▶ STATED EXERCISE
Turn the lines of the material below into a numbered list, skipping any blank lines. Leave the pictures out of your list.

▶ ITEMS
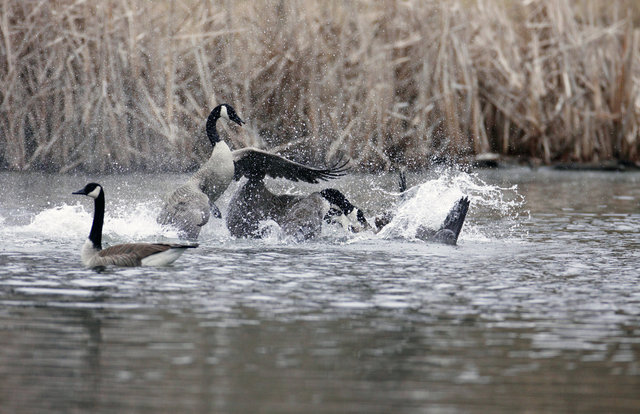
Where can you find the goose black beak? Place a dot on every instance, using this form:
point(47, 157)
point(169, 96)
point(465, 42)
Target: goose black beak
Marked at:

▶ FINISHED ANSWER
1. Where can you find the goose black beak? Place a dot on every instance, using this form:
2. point(47, 157)
3. point(169, 96)
4. point(465, 42)
5. Target: goose black beak
6. Marked at:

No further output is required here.